## [Do this]
Below is the data. Give it again, complete and exact.

## [Record excerpts]
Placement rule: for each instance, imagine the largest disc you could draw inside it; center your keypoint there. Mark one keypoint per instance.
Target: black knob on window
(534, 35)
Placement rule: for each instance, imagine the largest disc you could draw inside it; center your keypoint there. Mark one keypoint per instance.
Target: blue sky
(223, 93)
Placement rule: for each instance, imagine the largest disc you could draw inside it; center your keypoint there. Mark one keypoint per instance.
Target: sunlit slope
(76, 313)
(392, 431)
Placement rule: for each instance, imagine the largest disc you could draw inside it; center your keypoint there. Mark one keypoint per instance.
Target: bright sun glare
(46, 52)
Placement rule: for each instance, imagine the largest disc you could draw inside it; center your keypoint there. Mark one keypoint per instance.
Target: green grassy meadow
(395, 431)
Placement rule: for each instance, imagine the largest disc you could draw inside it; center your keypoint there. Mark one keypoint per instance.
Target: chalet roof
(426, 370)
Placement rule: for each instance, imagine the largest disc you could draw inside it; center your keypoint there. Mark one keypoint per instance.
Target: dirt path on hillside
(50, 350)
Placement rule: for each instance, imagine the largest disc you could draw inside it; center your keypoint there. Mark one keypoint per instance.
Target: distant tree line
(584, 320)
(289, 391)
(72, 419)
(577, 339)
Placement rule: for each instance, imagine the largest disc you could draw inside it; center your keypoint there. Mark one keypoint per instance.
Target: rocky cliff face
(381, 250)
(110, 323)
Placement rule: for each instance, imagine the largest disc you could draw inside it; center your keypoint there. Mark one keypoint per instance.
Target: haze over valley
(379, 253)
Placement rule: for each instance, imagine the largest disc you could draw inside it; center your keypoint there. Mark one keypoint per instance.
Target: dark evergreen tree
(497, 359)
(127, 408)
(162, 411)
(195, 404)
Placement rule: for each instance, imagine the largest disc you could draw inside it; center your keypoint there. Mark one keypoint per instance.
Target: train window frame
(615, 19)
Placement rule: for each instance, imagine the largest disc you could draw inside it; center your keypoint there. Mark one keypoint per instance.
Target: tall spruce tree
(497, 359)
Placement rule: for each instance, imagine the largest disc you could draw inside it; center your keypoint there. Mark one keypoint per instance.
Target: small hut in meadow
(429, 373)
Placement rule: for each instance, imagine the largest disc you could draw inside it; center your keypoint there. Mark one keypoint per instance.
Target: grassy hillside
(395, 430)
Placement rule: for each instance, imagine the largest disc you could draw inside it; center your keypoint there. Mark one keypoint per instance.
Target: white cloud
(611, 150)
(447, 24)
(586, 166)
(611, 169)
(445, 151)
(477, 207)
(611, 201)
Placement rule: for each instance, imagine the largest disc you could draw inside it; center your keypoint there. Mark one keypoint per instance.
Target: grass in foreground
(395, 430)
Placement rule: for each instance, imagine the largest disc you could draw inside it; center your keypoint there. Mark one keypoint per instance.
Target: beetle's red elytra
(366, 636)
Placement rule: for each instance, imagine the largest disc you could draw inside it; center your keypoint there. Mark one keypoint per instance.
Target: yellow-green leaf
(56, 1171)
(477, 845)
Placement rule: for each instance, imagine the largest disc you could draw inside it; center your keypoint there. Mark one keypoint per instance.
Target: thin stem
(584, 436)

## [Exercise result]
Placement rule: for each instance, imagine the largest disc you could draw inside it; center your keypoint there. Mark one keypoint per instance.
Target: black knob on window
(534, 35)
Placement rule: for each instance, imagine the largest disc you could draw inside it; center your keypoint there. Mark one keypoint per instance.
Target: blue sky
(223, 93)
Placement rule: for each instance, imagine the largest disc you could draw inside it; center your keypoint there. Mark one keypoint per instance.
Target: sunlit slope
(76, 313)
(392, 431)
Placement rule: for each instance, imagine the largest disc you could draw inside it; center your keypoint there. Mark one keypoint per instance.
Target: bright sun glare
(46, 52)
Placement rule: for each instance, imagine the largest disc you could draw inside it; center your keypoint there. Mark one keypoint per instance.
Target: green grassy meadow
(395, 431)
Placement rule: for each instance, imagine the largest disc you could draw inside it; center your keypoint there. Mark one keypoint per instance.
Target: chalet roof
(426, 370)
Placement rule: for each instance, imagine the largest disc you could draw inside it; center your keypoint there. Mark one keypoint per instance.
Target: dirt path on hillside
(50, 350)
Placement rule: for each instance, imagine the largest disc you could draw inside it; center your keypoint there. Mark one keypoint per instance.
Target: distant tree line
(584, 320)
(289, 391)
(72, 419)
(577, 339)
Placement rule: for each instance, imagine the largest disc you could draw inside it; center your keypoint there. Mark one keypoint per instance.
Target: rocky cliff face
(381, 250)
(110, 323)
Placement rule: for each instance, imagine the largest disc you could draw inside it; center your keypoint there. Mark one keypoint per instance.
Target: haze over valley
(379, 253)
Placement rule: for each instance, imagine the largest disc you could draw inside it; center your keypoint there. Mark one keypoint per instance.
Target: dark evergreen tree
(497, 359)
(127, 408)
(162, 411)
(195, 404)
Placement rule: for each instance, imagine the largest disc you could draw inside it; center your keypoint there. Mark one keypoint per instance.
Target: train window frame
(615, 19)
Placement rule: for each instance, imagine the largest disc you could draw inside it; center your keypoint there. Mark one keypoint per instance.
Target: tall spruce tree
(497, 359)
Placement rule: for each instance, imagine the largest disc you could draw inside it; center your keypoint there. Mark one keypoint per instance.
Target: small hut in meadow
(429, 373)
Placement rule: for each instance, imagine the largest disc you could draw inside it; center your keypoint there. Mark one keypoint per instance.
Target: grassy hillside
(395, 430)
Placement rule: for each instance, imagine the largest disc you could draw inside it; center your keypoint there. Mark one keypoint per instance.
Target: white cloud
(611, 150)
(447, 24)
(586, 166)
(611, 169)
(445, 151)
(477, 207)
(611, 201)
Placement rule: for each instance, imagine the largest disc you could draw inside it; center your keypoint there. Mark one keypoint per instance.
Target: grass in foreground
(395, 430)
Placement rule: for each instance, imagine the largest disc you could draw inside it; center your keypoint there. Mark one keypoint per instance.
Target: beetle's red elytra
(366, 636)
Placement rule: for each instance, imagine the largest disc you could draw inside it; center your keypoint there. Mark one keypoint per instance.
Target: yellow-green leaf
(56, 1171)
(477, 845)
Placement rule: for each instance, imagine the largest disc you could draw inside it; center your keypoint there. Mark one keypoint per instance.
Target: thin stem
(584, 436)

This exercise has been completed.